• _Görev koşulları_
1. İnsan ve yolculuk üzerine yazının "Ve ‘irade’ denilen" ifadesinden "insanlar geldi, gönderildi." ifadesine kadar (bu ifade dahil) olan kısmını, "gurbet" yerine "geçici durak" koyarak güncelle.
2. İnsan ve yolculuk üzerine yazıyı kaldığı yerden ilerlet.
===== Belge bölümü =====
İnsan, yolcu, yolculuk…

Serdar ABDULKADİR

…Yoktu.
Var olması istendi.
Varlığa getirildi.

Akıl muhatap alındı.
Akla ve kalbe seslenildi.

İki ayaklı, konuşan ve tüm eşyanın isimlerinin öğretildiği yaratığa ‘mükemmel esersin ve gördüğün görmediğin, yaşadığın yaşamadığın her şey senin için var edildi’ dendi.

Sonra da yüce mecliste kendisine tazimde bulunulup, sözle başlatılan ve sözleşme ile süren maceranın adına hayat, varlık dendi.

Unutkanlıkla aynı kökten gelen bir isimle seslenildi ona: İnsan.

Eksi’nin (-) sonsuzluğundan, artı’nın (+) nihayetsizliğine tüm kabiliyetler önüne serildi, anlatıldı, bazen de gösterildi.

Ve ‘irade’ denilen ‘mükemmel’ bir olanak hürriyet sunuldu insana.
Ve ‘yol’ olarak ‘orta yol’un en doğru, emniyetli olduğu bildirildi.

Dünya denilen yerin gurbet olduğu, asıl vatanın dünyadan sonra ölümle birlikte gideceği yer olduğu belirtildi.

Başıboş bırakılmadı.
Yolcu’ya, yolu bilen anlatan gösteren yoldaşlık yapan rehber eserler ve yine onun cinsinden insan evladı olgun kıymetli insanlar geldi, gönderildi.

Geliş amacı, onu var edip muhatap kabul eden mutlak gücün, otoritenin sahibinin kim olduğu konusunda bilgilendirildi…

Diğer varlıklardan farklı olarak tüm mevcutlar içerisinde en müstesna olan insanın değerini kaybetmemesi için emniyet ve barış içinde iyiliği yaşayıp yaşatmakla yolculuğunu sürdürmesi tavsiye edildi.

Köle değil, Hür olduğu…
Hürriyetinin birincil kuralının ise;
Bir tek otorite, yegâne güç, kudret ve hâkimiyet sahibi olan yaratıcısına itaat, sevgi, saygı tutmak olduğu şüphe götürmez bir netlikle açıklandı.

İrade sahibi hür idi!
Fakat…
İnsan aldanmak istedi aldandı!
Kendisi dâhil birçok otoriteye (!) köle olmayı seçti çoğunlukla.

Hatta!
‘Ben’ diye diye kendisine köle oldu.
Şerefli hali, en aşağılık yaratığın halinden daha beter duruma geldi.
===== Sağlanan bilgiler =====
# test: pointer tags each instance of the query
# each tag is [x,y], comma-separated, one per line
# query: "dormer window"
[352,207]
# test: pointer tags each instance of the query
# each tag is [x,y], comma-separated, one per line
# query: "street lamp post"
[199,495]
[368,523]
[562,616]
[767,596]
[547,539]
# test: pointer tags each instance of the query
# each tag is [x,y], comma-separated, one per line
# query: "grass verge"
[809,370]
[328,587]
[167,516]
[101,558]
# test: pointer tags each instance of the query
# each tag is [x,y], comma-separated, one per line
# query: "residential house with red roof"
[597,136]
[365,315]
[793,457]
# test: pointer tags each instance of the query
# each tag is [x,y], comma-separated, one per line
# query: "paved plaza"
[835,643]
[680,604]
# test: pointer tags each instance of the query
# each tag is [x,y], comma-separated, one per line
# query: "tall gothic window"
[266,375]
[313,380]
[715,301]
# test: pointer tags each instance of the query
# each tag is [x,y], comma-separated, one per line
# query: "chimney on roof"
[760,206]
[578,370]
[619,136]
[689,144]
=====
===== Sağlanan bilgiler =====
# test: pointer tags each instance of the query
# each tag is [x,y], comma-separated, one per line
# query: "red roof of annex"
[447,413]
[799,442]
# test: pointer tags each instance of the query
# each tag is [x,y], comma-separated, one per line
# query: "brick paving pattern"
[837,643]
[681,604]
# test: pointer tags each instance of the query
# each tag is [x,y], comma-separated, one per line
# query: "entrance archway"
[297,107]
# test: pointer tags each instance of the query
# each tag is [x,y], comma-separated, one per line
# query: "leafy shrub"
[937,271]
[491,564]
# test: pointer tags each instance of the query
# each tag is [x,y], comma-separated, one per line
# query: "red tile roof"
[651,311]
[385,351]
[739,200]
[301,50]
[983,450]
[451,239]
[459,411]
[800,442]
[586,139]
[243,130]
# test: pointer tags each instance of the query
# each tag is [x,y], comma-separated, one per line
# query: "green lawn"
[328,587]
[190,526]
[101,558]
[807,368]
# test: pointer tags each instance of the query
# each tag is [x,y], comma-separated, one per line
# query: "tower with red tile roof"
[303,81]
=====
• _Çıktılar_
1.
Ve ‘irade’ denilen ‘mükemmel’ bir olanak hürriyet sunuldu insana.
Ve ‘yol’ olarak ‘orta yol’un en doğru, emniyetli olduğu bildirildi.

Dünya denilen yerin geçici durak olduğu, asıl vatanın dünyadan sonra ölümle birlikte gideceği yer olduğu belirtildi.

Başıboş bırakılmadı.
Yolcu’ya, yolu bilen anlatan gösteren yoldaşlık yapan rehber eserler ve yine onun cinsinden insan evladı olgun kıymetli insanlar geldi, gönderildi.

2.
Ona iyiliği söyleyip kötü olandan uzak durması gerektiğini hatırlatan hatırlatıcılara vahşetle karşılık verdi.

Kendine gelmesi, toparlanması istikametini bulması için yapılan ikazlara, uyaranlara, uyarıcılara ‘tanrıcılık’ kibriyle karşı koymayı seçti.

Dostları sevmedi, düşmanları dost edindi.
Kalbinden, aklından, ruhundan sahibini çıkardığı için, boşluğu doldurması gerekiyordu ki; bunun için elleriyle sahipler, efendiler, eşyalar, şeyler meydana getirip onlarla sakinlemeyi istedi…

Sakinleyemez!
Sakinleyemedi de.

Bir vakit geldi ki;
Onu insan yapan aklına pislik yağdı.
Kalbindeki ışık çıktı / çıkarıldı.
Ruhu dipsiz kuyuların en kesif tenhalığıyla doldu taştı taştı taştı…

Öyledir ya!
Kıymeti bilinmeyince ve sahiplenilmeyince ve istenilmeyince, çıkması, gitmesi istenince ne durur ki yerinde!

Zarara rızasıyla girene merhamet mi edilir?
Hem merhamet ve şefkat talebi, pişmanlık da olmayınca…

Geriye kalan!
Güdüleri…
Akıl ve kalp ve ruh kanalizasyon çukuruna dönüşünce haliyle belli ki zombiye dönüşen yaratık korkularının esiridir.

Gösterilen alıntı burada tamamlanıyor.